— start of SOURCE PASSAGE —

Gerrymandering has a hold on Houston
With the 2018 midterm election less than a month away, key races throughout Texas are heating up. But gerrymandered districts around major cities could disrupt Democratic victories by diluting the minority vote.
The practice of gerrymandering is a manipulation of district boundaries to favor one party over the other. Gerrymandering is a long-standing headache for fair elections and fair representation, as Republicans redraw district maps to favor their party by diluting minority votes.
Gerrymandering is undemocratic, against the values of our country, with a primary goal of creating a legislature that does not represent the reality of the people who live in gerrymandered districts. In diverse metropolitan areas, gerrymandering is under-representing minority voters, in effect silencing their voice.
Although showing no signs of change, 71 percent of Americans are in favor of ending partisan gerrymandering and establishing fair redistricting practices.
In deep-red Texas, we fail to consider the effect of gerrymandering on the electorate map and how that can harm minority voters. The effects of this practice means there is a two-seat Republican advantage due to manipulation of district lines.
In the five districts that rest entirely inside Houston, Congressional Districts 2 and 7 are Republican strongholds that have managed to exclude minority neighborhoods outside their boundaries.

— end of SOURCE PASSAGE —

◆ YOUR OBJECTIVE:
What share of Americans favor ending partisan gerrymandering, according to the passage on gerrymandering in Houston?

— start of RECORD SET —

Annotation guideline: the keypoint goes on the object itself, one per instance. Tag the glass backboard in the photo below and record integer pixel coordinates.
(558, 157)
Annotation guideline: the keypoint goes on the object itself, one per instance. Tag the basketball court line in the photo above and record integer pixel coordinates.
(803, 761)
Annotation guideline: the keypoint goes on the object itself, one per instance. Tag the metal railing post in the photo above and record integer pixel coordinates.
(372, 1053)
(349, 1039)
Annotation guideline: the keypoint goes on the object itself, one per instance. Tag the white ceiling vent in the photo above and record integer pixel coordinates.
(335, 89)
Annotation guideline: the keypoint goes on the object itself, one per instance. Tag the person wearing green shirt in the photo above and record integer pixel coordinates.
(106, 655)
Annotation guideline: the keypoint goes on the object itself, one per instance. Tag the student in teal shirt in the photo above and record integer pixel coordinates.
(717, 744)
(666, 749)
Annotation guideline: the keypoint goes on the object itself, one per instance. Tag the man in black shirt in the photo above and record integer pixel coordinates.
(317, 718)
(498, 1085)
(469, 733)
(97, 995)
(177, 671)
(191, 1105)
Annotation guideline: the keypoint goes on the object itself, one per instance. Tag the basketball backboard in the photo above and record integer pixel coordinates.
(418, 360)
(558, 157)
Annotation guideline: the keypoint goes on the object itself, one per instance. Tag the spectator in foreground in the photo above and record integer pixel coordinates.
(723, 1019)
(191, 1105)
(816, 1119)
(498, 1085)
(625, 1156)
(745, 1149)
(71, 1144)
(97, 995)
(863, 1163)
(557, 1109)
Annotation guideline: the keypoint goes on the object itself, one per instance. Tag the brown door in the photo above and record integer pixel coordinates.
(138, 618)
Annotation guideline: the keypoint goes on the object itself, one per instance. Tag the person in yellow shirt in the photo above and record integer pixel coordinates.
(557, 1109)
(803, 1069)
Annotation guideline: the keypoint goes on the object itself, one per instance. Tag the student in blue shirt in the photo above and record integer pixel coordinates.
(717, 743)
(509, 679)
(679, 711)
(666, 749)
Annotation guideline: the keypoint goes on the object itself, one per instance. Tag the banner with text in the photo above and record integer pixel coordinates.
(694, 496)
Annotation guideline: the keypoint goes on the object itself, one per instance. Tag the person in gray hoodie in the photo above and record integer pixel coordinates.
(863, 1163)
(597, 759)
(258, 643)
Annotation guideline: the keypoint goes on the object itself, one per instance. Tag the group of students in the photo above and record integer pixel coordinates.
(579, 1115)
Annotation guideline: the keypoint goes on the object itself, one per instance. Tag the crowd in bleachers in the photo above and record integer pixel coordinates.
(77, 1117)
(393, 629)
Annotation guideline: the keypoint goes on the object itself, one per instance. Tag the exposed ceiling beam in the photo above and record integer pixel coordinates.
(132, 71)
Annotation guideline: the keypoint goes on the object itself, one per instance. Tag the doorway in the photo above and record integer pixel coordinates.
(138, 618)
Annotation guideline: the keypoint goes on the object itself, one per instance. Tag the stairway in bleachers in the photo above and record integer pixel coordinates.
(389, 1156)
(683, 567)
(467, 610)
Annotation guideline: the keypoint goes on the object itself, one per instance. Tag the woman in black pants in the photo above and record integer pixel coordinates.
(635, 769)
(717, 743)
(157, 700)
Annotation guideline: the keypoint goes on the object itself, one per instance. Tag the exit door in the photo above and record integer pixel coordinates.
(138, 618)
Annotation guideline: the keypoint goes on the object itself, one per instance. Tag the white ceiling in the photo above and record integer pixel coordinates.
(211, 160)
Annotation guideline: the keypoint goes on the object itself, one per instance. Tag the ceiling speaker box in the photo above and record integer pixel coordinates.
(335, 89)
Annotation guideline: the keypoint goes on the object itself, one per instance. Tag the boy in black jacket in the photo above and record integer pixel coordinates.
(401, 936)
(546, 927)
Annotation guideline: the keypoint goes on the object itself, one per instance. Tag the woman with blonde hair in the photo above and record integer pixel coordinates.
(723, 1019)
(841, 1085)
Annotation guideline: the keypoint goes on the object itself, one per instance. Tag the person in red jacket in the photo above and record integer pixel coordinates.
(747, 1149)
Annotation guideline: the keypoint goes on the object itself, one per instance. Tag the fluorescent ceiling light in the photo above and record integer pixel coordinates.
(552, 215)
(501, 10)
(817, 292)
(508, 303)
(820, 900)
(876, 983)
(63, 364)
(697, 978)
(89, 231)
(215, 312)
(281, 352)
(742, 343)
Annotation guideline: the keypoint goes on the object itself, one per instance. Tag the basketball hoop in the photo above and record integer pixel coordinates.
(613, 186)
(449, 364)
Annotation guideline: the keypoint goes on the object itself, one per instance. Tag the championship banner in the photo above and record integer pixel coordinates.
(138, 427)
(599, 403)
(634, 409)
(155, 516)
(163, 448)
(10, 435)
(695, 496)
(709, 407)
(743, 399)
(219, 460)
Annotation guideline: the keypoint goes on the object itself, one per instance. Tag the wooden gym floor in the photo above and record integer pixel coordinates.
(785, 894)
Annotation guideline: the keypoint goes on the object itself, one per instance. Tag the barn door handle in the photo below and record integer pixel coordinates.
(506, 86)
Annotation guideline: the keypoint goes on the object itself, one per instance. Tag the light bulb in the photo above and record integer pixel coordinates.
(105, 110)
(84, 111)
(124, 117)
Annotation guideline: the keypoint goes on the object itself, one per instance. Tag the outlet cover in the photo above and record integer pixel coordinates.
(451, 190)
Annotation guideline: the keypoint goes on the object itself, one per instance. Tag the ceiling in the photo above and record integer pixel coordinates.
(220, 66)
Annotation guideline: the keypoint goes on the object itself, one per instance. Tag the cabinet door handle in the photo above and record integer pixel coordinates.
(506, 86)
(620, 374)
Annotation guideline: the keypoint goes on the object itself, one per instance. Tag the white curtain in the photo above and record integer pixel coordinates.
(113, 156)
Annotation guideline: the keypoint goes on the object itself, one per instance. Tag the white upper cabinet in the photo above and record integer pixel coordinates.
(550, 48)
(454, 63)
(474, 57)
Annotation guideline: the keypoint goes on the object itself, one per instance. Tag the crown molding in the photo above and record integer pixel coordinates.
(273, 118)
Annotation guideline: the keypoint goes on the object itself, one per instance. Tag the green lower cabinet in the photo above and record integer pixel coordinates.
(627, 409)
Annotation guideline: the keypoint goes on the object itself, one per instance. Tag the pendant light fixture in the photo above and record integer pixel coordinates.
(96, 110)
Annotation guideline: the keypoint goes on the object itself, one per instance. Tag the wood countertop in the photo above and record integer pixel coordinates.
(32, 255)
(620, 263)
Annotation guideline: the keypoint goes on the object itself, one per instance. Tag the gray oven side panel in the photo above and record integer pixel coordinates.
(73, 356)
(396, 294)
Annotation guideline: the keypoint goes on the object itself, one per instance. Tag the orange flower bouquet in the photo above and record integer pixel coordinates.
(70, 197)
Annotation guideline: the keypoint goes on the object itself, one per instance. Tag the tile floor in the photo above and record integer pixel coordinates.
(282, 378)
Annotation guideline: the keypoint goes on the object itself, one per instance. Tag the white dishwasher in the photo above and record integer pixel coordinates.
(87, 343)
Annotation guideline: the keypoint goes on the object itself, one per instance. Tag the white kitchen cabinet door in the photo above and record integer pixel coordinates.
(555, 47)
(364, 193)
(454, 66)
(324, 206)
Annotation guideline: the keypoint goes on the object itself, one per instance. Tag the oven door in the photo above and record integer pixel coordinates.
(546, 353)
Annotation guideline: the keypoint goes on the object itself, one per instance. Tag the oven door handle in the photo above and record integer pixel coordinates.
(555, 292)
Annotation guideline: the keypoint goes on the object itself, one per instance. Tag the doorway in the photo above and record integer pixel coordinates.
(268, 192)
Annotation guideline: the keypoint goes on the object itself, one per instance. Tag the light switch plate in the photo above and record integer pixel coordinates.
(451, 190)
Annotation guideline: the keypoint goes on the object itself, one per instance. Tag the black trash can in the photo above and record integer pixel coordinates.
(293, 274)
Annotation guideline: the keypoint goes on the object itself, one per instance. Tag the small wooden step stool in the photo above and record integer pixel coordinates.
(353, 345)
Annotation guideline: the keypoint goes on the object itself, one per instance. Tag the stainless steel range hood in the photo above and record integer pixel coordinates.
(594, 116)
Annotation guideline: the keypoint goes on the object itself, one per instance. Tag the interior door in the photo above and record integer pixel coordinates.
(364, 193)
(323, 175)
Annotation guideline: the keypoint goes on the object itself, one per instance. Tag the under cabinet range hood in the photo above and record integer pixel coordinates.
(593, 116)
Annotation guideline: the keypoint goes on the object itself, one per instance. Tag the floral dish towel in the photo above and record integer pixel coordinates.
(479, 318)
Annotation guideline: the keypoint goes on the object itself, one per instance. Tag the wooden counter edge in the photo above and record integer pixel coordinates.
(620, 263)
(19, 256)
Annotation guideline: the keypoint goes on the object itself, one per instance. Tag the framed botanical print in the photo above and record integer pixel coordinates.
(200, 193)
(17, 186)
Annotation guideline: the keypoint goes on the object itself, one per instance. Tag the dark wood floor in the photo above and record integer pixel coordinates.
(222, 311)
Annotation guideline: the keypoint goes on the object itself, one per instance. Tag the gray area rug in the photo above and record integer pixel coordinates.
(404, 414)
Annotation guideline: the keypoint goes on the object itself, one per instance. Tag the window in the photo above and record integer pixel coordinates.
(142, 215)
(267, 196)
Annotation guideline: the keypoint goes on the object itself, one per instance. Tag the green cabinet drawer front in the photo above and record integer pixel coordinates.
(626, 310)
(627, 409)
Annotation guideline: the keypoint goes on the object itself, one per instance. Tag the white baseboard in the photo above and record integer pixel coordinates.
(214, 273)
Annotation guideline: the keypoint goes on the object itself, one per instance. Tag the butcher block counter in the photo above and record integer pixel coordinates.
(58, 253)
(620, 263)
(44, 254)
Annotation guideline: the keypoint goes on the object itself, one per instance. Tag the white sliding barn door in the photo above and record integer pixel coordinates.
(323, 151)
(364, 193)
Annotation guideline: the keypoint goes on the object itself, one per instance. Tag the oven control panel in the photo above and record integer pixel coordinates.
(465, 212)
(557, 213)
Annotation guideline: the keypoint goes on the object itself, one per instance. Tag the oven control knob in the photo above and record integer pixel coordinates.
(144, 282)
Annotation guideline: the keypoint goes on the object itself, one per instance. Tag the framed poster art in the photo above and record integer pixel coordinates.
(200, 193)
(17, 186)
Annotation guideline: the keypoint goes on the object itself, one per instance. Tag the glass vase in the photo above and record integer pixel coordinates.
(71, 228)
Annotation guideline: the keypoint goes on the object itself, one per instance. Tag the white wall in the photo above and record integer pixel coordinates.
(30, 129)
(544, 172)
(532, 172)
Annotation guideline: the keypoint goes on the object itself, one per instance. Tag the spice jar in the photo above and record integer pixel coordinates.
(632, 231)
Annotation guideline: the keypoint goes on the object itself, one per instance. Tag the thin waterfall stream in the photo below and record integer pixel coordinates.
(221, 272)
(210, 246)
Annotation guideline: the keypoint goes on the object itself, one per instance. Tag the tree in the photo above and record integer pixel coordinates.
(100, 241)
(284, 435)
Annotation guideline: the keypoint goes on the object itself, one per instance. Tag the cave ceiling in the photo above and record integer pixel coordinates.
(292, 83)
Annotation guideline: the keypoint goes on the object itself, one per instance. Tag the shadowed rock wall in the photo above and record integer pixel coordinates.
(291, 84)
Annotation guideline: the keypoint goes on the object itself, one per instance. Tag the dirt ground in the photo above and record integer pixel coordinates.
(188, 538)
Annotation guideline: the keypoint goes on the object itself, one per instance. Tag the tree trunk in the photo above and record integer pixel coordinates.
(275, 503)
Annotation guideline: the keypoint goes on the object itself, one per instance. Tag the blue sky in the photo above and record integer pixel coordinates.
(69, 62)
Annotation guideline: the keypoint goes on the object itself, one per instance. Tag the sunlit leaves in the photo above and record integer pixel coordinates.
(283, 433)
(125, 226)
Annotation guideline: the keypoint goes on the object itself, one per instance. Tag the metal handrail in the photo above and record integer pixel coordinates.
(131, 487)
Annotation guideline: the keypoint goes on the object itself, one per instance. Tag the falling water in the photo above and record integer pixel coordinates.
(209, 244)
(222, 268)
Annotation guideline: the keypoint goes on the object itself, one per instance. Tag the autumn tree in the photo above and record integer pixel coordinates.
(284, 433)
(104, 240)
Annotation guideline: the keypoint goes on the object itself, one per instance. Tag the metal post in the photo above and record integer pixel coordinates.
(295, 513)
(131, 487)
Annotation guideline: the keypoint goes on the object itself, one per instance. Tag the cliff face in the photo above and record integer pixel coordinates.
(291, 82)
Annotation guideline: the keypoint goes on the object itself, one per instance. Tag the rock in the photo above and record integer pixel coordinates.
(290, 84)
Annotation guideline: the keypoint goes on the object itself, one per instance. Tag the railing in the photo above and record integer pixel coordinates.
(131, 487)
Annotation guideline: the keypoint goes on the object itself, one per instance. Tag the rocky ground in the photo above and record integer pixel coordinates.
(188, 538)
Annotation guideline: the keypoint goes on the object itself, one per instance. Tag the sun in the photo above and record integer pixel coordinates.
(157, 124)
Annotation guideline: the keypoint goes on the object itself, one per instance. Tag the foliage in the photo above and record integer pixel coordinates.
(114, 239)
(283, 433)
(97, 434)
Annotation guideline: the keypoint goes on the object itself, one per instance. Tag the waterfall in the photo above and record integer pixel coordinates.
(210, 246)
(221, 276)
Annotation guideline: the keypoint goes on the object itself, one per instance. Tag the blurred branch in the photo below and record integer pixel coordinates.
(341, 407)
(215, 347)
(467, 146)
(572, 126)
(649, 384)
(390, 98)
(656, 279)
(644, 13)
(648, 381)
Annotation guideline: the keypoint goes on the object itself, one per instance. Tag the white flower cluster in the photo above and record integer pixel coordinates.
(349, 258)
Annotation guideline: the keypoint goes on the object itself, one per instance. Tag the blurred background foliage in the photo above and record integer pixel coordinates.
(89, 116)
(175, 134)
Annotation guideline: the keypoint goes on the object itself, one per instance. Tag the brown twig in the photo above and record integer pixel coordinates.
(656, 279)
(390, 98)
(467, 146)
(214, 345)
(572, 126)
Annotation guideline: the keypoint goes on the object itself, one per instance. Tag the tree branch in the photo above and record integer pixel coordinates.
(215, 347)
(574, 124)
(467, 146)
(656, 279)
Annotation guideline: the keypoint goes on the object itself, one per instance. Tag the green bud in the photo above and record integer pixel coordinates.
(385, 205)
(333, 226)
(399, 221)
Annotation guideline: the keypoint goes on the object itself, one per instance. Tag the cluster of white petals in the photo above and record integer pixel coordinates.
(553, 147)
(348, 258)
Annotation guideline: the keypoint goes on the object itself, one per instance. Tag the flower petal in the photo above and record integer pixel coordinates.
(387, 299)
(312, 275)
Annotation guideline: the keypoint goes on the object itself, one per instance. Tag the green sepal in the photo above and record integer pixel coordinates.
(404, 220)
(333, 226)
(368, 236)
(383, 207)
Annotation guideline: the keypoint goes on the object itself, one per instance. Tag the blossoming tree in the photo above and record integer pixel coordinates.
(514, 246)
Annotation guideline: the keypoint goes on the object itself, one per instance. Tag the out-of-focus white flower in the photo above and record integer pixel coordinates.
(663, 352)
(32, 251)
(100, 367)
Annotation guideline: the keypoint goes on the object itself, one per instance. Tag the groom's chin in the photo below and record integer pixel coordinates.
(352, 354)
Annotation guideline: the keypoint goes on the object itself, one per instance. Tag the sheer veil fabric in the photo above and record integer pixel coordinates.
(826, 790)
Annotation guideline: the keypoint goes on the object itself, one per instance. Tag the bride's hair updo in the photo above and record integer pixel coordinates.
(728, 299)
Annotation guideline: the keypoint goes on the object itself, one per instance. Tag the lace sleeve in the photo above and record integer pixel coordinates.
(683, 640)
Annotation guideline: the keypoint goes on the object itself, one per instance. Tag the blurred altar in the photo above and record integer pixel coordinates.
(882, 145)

— end of RECORD SET —

◆ IN RESPONSE:
71 percent